Object location annotation data:

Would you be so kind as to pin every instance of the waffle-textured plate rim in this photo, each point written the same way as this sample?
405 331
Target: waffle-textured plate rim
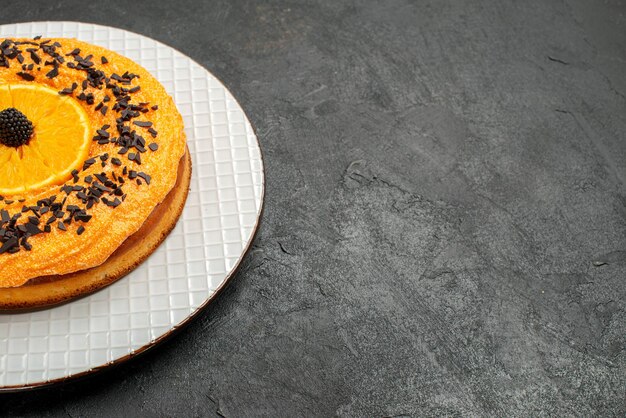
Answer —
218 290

(BRIEF) Can you reproduce every line of the records above verbatim, leaving the pictures out?

(IN RESPONSE)
Would you be so kind as to pin every instance of the waffle-textured plate rim in this photo, each point written the same way as this sample?
405 331
Target: waffle-textured plate rim
Answer —
218 290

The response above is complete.